Brief => Copy out the lines of the records below word for word, starting at the line that contains "Practice step: indicate the rufous-collared" and ending with the last line of the records, with both ends included.

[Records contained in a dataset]

·····

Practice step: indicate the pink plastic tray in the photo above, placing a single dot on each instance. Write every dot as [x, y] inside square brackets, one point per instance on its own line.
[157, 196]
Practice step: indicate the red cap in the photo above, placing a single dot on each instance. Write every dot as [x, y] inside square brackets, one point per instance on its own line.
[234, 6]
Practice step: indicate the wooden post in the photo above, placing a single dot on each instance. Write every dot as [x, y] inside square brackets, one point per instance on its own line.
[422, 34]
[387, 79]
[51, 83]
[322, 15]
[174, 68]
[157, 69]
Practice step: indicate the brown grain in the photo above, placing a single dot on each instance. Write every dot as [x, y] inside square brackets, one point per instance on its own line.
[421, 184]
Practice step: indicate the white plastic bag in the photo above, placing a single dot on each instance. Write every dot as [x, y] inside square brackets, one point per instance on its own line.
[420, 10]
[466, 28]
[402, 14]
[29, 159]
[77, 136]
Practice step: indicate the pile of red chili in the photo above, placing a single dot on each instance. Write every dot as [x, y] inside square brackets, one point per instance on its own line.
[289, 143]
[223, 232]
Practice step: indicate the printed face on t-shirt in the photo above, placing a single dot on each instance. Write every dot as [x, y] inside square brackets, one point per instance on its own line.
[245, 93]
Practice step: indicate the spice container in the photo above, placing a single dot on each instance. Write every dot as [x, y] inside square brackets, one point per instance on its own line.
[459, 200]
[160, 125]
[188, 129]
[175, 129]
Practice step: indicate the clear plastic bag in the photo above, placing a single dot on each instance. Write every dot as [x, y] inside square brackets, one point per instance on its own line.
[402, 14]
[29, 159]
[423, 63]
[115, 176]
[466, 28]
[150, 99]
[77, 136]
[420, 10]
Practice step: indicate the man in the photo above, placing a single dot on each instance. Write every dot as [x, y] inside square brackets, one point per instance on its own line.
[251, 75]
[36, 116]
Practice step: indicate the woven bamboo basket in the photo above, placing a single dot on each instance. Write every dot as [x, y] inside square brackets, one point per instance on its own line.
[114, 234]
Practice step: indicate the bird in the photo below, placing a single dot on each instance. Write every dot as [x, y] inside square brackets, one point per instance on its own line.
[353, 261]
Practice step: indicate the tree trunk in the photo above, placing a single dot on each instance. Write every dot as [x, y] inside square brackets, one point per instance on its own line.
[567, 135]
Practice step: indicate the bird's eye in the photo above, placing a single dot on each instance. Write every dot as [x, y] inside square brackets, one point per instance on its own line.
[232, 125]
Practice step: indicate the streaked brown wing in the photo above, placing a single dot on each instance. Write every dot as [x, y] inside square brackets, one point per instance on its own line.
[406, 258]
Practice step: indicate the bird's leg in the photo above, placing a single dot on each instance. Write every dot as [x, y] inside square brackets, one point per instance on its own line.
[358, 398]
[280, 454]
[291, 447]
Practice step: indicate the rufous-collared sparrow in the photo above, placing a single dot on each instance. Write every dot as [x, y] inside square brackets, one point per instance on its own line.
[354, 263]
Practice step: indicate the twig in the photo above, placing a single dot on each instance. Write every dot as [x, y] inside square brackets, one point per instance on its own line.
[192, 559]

·····

Written response =>
Practice step: indicate the rufous-collared sparrow in the photo above, placing a single dot on each instance. Write every dot as [x, y] inside square brackets, one point per instance on its own line.
[354, 263]
Practice step: indicate the twig in the photo above, placing a single dot on each instance. Write every dot as [x, y] inside square brackets, one point per instance on its own line.
[192, 559]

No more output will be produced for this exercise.